» EXERCISE AIM
Which lines of the data contain the string "candle"? Copy every one of them.

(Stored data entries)
━━━━

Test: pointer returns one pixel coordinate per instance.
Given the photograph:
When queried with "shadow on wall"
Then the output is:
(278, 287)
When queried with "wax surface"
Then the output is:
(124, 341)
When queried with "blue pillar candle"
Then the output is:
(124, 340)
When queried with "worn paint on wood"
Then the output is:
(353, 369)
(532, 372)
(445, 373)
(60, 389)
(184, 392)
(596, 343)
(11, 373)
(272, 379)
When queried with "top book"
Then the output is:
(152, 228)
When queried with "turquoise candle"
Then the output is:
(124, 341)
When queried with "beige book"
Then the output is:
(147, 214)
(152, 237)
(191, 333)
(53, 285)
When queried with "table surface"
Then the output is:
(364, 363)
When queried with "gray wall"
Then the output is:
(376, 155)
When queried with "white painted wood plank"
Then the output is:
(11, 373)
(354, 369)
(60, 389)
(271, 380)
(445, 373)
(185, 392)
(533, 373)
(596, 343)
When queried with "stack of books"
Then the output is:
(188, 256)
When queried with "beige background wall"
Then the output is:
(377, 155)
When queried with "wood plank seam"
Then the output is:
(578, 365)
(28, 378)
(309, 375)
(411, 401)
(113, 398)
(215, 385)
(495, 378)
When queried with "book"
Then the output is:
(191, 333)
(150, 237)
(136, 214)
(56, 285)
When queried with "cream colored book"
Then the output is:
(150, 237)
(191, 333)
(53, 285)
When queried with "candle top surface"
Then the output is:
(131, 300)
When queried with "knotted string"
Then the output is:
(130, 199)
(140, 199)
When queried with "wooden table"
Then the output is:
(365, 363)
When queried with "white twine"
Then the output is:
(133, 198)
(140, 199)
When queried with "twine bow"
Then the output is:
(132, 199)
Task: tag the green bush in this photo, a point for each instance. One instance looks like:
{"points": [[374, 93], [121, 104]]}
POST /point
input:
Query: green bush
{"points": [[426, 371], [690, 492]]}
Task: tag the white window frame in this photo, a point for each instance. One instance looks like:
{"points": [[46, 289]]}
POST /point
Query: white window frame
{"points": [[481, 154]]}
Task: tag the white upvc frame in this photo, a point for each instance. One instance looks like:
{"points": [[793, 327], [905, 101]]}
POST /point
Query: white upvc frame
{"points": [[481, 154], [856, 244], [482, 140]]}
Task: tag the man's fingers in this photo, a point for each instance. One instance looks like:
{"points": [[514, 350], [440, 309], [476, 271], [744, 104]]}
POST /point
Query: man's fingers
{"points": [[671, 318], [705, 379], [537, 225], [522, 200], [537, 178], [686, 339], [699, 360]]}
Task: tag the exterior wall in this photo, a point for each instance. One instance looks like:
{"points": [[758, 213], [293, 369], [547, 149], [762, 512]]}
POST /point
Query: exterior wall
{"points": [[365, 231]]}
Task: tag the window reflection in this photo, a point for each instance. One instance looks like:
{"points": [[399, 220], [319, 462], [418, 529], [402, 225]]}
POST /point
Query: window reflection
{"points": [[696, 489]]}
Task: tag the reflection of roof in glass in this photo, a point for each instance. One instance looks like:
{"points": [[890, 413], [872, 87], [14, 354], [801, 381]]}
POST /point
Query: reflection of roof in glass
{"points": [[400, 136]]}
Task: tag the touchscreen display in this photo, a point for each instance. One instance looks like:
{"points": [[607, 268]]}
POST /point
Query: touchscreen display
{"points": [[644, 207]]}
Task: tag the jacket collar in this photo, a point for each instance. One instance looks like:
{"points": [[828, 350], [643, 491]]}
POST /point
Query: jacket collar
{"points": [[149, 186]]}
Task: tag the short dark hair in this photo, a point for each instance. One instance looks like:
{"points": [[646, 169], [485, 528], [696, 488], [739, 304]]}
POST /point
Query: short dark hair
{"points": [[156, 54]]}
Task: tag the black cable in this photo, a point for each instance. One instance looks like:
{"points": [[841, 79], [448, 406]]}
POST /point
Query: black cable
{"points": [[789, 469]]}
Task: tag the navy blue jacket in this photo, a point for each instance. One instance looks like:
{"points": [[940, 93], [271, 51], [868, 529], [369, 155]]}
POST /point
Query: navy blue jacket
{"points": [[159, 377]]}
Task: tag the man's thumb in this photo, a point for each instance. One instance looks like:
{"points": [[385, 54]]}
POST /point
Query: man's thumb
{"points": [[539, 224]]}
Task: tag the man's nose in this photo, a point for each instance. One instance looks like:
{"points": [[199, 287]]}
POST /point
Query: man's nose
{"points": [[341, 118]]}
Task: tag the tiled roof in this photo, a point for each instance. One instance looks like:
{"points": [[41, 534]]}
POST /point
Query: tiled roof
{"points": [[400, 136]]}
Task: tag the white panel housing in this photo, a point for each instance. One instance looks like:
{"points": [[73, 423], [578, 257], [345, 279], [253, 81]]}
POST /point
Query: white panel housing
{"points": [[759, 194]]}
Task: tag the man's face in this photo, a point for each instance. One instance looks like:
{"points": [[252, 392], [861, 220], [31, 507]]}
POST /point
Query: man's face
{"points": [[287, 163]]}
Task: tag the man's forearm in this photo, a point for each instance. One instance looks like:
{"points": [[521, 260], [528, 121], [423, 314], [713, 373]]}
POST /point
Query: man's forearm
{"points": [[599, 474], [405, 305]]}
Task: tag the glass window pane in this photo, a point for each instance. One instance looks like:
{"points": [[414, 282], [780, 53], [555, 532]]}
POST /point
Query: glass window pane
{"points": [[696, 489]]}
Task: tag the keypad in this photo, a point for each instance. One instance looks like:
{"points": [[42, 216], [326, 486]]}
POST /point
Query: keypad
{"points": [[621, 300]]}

━━━━

» SOLUTION BELOW
When queried with "blue pillar candle"
When queried with "turquoise candle"
When queried with "candle top surface"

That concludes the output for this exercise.